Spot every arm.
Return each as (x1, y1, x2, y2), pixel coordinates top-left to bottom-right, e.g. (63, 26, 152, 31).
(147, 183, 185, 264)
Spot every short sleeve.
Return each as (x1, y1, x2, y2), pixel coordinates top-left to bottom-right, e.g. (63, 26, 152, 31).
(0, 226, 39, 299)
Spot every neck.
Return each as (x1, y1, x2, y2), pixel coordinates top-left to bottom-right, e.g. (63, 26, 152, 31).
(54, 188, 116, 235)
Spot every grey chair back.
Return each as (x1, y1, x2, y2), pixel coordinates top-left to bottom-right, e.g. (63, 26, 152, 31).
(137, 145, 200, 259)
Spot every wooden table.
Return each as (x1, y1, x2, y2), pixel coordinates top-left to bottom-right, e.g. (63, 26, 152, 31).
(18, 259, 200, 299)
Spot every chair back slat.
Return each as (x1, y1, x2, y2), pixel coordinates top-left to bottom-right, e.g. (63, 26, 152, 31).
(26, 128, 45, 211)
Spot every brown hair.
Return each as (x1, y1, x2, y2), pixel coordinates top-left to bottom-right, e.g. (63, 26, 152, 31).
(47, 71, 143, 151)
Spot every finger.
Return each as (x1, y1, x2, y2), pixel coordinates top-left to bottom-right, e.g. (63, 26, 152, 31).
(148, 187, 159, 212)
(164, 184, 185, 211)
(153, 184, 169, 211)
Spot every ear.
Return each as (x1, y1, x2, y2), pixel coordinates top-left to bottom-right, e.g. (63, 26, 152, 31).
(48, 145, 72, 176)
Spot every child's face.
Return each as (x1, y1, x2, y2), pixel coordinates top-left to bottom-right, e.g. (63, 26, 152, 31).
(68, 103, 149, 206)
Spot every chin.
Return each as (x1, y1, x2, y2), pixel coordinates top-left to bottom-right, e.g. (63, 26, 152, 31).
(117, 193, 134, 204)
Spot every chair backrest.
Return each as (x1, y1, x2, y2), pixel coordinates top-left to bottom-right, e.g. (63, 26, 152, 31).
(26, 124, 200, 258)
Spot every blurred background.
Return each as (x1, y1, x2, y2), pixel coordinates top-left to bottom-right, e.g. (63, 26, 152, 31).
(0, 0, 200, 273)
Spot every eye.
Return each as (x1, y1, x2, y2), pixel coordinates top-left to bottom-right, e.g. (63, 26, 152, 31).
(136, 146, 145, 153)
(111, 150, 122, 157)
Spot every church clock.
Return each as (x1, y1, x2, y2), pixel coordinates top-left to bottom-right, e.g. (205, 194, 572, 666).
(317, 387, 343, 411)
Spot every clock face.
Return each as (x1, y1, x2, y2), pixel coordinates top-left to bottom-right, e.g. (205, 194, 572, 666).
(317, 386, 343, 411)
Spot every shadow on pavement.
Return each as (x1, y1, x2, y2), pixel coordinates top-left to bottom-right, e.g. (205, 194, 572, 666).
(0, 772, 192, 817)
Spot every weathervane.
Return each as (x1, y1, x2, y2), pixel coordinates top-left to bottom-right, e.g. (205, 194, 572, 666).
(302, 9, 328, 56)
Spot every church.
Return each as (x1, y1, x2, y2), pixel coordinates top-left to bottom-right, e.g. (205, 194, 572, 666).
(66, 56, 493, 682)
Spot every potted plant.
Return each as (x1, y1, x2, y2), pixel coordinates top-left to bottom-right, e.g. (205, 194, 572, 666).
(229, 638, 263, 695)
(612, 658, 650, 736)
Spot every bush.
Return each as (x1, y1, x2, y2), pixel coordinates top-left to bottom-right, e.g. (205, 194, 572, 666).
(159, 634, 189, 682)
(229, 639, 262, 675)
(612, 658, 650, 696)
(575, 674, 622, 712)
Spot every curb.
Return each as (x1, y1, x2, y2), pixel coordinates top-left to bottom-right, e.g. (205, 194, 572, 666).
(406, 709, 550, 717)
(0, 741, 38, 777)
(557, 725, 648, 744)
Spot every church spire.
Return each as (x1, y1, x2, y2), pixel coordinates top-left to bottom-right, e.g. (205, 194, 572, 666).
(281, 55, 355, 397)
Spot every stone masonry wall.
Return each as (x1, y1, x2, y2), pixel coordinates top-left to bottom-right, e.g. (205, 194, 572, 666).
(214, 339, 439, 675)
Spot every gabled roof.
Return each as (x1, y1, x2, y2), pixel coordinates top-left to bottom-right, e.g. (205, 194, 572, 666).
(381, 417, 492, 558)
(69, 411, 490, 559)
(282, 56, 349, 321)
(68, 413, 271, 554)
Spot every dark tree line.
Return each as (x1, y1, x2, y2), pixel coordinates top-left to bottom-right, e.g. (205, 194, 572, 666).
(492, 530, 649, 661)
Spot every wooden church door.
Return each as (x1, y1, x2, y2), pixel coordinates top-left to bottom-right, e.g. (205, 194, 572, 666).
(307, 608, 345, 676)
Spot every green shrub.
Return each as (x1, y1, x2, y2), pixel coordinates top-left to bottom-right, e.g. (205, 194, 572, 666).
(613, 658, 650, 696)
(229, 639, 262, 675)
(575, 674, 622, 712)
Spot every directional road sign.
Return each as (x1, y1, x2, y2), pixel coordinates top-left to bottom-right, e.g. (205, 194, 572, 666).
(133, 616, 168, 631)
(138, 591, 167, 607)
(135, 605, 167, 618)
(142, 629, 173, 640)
● ● ●
Scan the listing above, and wherever a line holds the string "church", copy that line.

_FINISHED TASK:_
Spot every church clock.
Spot every church.
Spot every church spire.
Spot every wooden church door.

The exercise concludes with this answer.